------ TASK MATERIAL
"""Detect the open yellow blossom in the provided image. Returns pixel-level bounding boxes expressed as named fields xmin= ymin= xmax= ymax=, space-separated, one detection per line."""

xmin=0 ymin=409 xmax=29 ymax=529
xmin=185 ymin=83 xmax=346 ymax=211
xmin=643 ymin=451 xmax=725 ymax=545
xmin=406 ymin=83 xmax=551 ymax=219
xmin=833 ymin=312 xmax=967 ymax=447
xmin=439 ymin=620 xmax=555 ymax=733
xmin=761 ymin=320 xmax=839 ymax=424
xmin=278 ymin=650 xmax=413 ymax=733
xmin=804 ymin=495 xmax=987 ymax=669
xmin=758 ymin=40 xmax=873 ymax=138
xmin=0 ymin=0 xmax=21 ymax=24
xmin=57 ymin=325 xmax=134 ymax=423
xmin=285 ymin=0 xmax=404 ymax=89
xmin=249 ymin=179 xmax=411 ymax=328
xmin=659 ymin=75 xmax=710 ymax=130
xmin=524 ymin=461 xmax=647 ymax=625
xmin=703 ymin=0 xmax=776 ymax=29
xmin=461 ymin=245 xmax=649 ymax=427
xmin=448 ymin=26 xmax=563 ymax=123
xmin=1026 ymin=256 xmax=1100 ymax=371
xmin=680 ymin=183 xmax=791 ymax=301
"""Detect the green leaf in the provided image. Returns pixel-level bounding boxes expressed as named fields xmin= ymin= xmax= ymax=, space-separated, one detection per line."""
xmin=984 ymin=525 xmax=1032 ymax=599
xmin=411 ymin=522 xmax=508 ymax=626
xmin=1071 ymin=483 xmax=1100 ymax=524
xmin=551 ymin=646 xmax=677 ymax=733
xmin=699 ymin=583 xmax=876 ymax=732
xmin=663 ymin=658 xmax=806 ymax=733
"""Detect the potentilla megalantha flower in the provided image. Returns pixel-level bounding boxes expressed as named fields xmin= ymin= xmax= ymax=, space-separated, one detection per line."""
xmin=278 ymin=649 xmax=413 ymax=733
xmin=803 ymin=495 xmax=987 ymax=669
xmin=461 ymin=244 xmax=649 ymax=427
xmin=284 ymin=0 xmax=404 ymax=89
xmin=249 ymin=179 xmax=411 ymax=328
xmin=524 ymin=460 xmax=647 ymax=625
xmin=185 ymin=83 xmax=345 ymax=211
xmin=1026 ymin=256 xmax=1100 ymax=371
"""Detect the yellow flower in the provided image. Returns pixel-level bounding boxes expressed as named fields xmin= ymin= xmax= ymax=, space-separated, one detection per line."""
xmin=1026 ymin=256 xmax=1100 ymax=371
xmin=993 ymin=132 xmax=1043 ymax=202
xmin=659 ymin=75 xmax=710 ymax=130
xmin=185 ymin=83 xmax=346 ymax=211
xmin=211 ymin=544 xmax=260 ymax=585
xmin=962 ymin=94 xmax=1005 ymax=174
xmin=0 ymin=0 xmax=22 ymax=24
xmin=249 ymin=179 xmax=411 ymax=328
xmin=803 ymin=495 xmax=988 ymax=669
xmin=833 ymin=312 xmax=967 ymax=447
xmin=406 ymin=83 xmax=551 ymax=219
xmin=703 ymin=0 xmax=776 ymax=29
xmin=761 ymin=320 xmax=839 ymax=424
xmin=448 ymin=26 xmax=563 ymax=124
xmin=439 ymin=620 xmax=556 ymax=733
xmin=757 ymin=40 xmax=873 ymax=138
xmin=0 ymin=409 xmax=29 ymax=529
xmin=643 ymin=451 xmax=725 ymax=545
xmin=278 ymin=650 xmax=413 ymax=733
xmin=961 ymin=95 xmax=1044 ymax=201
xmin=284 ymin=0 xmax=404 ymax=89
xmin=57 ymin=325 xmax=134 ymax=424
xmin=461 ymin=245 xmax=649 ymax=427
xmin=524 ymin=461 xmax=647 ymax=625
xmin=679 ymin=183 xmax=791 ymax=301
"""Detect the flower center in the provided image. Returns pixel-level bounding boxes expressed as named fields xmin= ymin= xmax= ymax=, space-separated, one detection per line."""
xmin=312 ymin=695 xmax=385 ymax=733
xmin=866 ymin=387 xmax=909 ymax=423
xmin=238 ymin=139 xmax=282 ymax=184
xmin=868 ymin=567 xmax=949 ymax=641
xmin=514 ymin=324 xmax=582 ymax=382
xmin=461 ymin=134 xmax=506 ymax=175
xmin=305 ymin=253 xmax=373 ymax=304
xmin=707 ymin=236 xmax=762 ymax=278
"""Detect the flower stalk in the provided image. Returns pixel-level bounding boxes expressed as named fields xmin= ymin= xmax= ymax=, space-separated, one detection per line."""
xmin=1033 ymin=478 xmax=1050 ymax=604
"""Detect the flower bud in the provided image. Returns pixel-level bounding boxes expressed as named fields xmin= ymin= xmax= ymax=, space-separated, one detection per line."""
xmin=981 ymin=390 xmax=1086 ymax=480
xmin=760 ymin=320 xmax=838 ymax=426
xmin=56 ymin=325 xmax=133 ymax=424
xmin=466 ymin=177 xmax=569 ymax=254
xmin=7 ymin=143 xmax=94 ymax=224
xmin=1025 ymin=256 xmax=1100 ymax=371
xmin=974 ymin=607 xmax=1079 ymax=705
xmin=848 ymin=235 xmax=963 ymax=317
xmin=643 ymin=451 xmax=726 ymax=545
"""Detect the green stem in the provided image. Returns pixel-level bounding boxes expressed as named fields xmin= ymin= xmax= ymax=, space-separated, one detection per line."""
------------
* _WHAT YOU WILL DO_
The answer must be an exact reproduction of all the records.

* _COMPLETED TASK_
"""Detect the open yellow blossom in the provided image. Returns pixel-level bounding boxes expressed as named fields xmin= ymin= xmax= ymax=, space-separated, one detection per line."""

xmin=0 ymin=409 xmax=29 ymax=529
xmin=185 ymin=83 xmax=346 ymax=211
xmin=643 ymin=451 xmax=725 ymax=545
xmin=406 ymin=83 xmax=551 ymax=219
xmin=833 ymin=312 xmax=967 ymax=447
xmin=439 ymin=620 xmax=555 ymax=733
xmin=761 ymin=320 xmax=839 ymax=424
xmin=278 ymin=650 xmax=413 ymax=733
xmin=804 ymin=495 xmax=987 ymax=669
xmin=758 ymin=40 xmax=873 ymax=138
xmin=0 ymin=0 xmax=21 ymax=24
xmin=57 ymin=325 xmax=134 ymax=423
xmin=285 ymin=0 xmax=404 ymax=89
xmin=249 ymin=179 xmax=411 ymax=328
xmin=659 ymin=75 xmax=710 ymax=130
xmin=524 ymin=461 xmax=647 ymax=625
xmin=703 ymin=0 xmax=776 ymax=29
xmin=461 ymin=245 xmax=649 ymax=427
xmin=448 ymin=26 xmax=563 ymax=123
xmin=1026 ymin=256 xmax=1100 ymax=371
xmin=680 ymin=183 xmax=791 ymax=301
"""Detect the green leaf in the provided image. Returns pixel-level bounding boxes expressed as named fields xmin= ymin= xmax= ymax=, space-separated, one detection per line."""
xmin=984 ymin=525 xmax=1032 ymax=599
xmin=411 ymin=522 xmax=508 ymax=626
xmin=1071 ymin=483 xmax=1100 ymax=524
xmin=551 ymin=646 xmax=677 ymax=733
xmin=699 ymin=583 xmax=876 ymax=732
xmin=663 ymin=658 xmax=806 ymax=733
"""Detect the potentilla megalantha flower in the provided image. Returns pixel-level bounding boxes expressed as named fields xmin= ymin= xmax= ymax=, space-separated, one detection per line."""
xmin=278 ymin=649 xmax=413 ymax=733
xmin=803 ymin=495 xmax=987 ymax=669
xmin=461 ymin=244 xmax=649 ymax=427
xmin=284 ymin=0 xmax=404 ymax=89
xmin=249 ymin=179 xmax=411 ymax=328
xmin=524 ymin=460 xmax=647 ymax=625
xmin=185 ymin=83 xmax=345 ymax=211
xmin=1026 ymin=256 xmax=1100 ymax=371
"""Detect the yellow flower in the provided image. Returns pixel-level bounding boxes expressed as named fields xmin= ymin= xmax= ymax=, space-separated, one detection per line."""
xmin=1026 ymin=256 xmax=1100 ymax=371
xmin=993 ymin=132 xmax=1043 ymax=202
xmin=659 ymin=75 xmax=710 ymax=130
xmin=185 ymin=83 xmax=346 ymax=211
xmin=211 ymin=544 xmax=260 ymax=585
xmin=962 ymin=94 xmax=1005 ymax=174
xmin=0 ymin=0 xmax=22 ymax=24
xmin=249 ymin=179 xmax=411 ymax=328
xmin=803 ymin=495 xmax=988 ymax=669
xmin=833 ymin=312 xmax=967 ymax=447
xmin=406 ymin=83 xmax=551 ymax=219
xmin=703 ymin=0 xmax=776 ymax=29
xmin=761 ymin=320 xmax=839 ymax=424
xmin=448 ymin=26 xmax=563 ymax=124
xmin=439 ymin=620 xmax=556 ymax=733
xmin=757 ymin=40 xmax=873 ymax=138
xmin=0 ymin=409 xmax=29 ymax=529
xmin=643 ymin=451 xmax=725 ymax=545
xmin=278 ymin=650 xmax=413 ymax=733
xmin=961 ymin=95 xmax=1044 ymax=201
xmin=284 ymin=0 xmax=404 ymax=89
xmin=57 ymin=325 xmax=134 ymax=424
xmin=461 ymin=245 xmax=649 ymax=427
xmin=524 ymin=461 xmax=647 ymax=625
xmin=679 ymin=183 xmax=791 ymax=301
"""Detect the flower center in the provided image. Returns pixel-level bounding boxes expressed as named fields xmin= ymin= xmax= ymax=, space-separated, one detection per line."""
xmin=312 ymin=695 xmax=385 ymax=733
xmin=866 ymin=387 xmax=909 ymax=423
xmin=238 ymin=139 xmax=282 ymax=184
xmin=868 ymin=567 xmax=949 ymax=641
xmin=514 ymin=324 xmax=582 ymax=382
xmin=461 ymin=134 xmax=506 ymax=175
xmin=305 ymin=253 xmax=373 ymax=304
xmin=707 ymin=236 xmax=762 ymax=278
"""Detect the flower stalk in the provided image. Returns pixel-level bounding boxes expressed as named fields xmin= ymin= xmax= ymax=, space-separated, one detection per line."""
xmin=1033 ymin=478 xmax=1050 ymax=604
"""Detect the flower bud in the provided image. Returns pixel-level bounding boxes expressed as named fields xmin= ymin= xmax= ymax=, space-separated, one detection per line."""
xmin=981 ymin=390 xmax=1086 ymax=480
xmin=760 ymin=320 xmax=838 ymax=426
xmin=56 ymin=325 xmax=133 ymax=424
xmin=466 ymin=177 xmax=569 ymax=254
xmin=7 ymin=143 xmax=94 ymax=224
xmin=1025 ymin=256 xmax=1100 ymax=371
xmin=974 ymin=607 xmax=1079 ymax=705
xmin=848 ymin=235 xmax=963 ymax=317
xmin=643 ymin=451 xmax=726 ymax=545
"""Detect the green stem in the provided image. Returns pixel-level bounding boxes expressed as named fields xmin= ymin= xmax= ymax=, space-separated, one detection per line."""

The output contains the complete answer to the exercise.